** Problem description **
Lay out the lines starting at the one containing "slope, it would be much appreciated." and ending at the one containing "210 514 L 249" as a two-column CSV headed input and output, with one row per segmentation ask: its wording under input and its answer under output. Quote each field and replace line breaks with spaces.

** Records for the exercise **
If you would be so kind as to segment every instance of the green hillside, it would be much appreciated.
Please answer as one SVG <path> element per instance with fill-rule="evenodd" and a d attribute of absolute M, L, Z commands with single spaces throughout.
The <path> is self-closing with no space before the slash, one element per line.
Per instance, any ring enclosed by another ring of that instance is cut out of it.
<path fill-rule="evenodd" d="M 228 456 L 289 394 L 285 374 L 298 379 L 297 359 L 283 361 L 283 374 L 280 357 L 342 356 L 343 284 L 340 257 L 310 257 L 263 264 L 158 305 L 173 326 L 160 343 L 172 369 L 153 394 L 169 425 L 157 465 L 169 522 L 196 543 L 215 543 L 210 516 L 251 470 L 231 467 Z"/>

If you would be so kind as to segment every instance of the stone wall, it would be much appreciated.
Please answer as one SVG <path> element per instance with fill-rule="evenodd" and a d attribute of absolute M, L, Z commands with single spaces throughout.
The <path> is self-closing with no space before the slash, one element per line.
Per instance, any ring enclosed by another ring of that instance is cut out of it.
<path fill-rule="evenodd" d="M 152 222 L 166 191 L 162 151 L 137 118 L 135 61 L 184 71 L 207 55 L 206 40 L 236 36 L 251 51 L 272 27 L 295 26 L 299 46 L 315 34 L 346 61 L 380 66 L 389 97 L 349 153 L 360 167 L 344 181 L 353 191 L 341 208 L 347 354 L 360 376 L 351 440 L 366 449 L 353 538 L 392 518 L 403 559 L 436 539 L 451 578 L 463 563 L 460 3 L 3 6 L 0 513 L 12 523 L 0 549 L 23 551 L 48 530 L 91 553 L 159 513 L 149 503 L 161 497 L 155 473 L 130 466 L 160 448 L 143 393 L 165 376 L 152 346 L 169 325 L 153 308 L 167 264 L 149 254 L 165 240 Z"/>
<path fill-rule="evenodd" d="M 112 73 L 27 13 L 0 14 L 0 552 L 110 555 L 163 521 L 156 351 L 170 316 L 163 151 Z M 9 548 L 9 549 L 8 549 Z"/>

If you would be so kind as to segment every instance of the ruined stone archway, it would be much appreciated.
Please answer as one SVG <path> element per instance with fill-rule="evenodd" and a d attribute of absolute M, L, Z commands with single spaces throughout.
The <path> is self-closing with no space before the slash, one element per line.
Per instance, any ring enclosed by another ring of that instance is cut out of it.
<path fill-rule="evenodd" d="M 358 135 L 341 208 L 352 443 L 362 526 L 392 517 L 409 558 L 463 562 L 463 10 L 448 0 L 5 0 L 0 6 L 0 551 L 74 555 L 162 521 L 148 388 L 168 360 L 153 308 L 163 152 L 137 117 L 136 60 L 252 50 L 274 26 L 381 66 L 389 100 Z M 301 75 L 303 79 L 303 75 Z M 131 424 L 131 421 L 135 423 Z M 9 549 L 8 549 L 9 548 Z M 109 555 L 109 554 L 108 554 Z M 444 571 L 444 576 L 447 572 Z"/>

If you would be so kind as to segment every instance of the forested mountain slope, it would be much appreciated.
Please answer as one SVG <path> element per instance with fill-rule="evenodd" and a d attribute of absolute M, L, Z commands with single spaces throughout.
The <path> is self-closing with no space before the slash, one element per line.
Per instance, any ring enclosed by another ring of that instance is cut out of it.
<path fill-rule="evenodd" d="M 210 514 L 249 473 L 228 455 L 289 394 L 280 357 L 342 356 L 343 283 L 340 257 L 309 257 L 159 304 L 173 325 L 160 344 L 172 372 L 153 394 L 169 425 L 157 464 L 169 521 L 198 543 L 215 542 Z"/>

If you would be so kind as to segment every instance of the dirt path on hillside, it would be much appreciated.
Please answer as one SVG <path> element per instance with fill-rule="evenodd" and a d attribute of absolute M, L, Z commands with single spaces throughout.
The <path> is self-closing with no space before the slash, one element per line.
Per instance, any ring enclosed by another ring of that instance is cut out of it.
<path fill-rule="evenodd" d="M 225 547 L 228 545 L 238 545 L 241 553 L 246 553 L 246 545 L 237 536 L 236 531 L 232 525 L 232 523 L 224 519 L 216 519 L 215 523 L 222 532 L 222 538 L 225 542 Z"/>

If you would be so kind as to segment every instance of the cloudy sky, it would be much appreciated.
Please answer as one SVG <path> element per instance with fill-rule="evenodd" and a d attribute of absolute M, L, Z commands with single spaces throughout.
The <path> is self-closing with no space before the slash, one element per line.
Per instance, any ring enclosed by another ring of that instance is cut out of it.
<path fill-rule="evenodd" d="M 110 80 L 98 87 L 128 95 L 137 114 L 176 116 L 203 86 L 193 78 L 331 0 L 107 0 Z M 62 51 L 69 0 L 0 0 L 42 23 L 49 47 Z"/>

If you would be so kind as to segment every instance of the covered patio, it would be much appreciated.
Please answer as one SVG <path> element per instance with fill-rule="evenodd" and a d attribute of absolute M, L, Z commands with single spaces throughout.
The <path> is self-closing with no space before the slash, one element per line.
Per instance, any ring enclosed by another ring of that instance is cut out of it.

** Result of this exercise **
input,output
"If you would be so kind as to segment every instance of the forested mountain slope, it would be much appreciated. Please answer as one SVG <path> element per instance with fill-rule=""evenodd"" and a d attribute of absolute M, L, Z commands with single spaces throughout. The <path> is self-closing with no space before the slash, one element per line. Per instance, any ring enclosed by another ring of that instance is cut out of it.","<path fill-rule=""evenodd"" d=""M 210 514 L 249 473 L 228 455 L 289 394 L 280 357 L 342 356 L 343 283 L 340 257 L 309 257 L 159 304 L 173 325 L 160 344 L 172 372 L 153 394 L 169 425 L 157 464 L 169 521 L 198 543 L 215 542 Z""/>"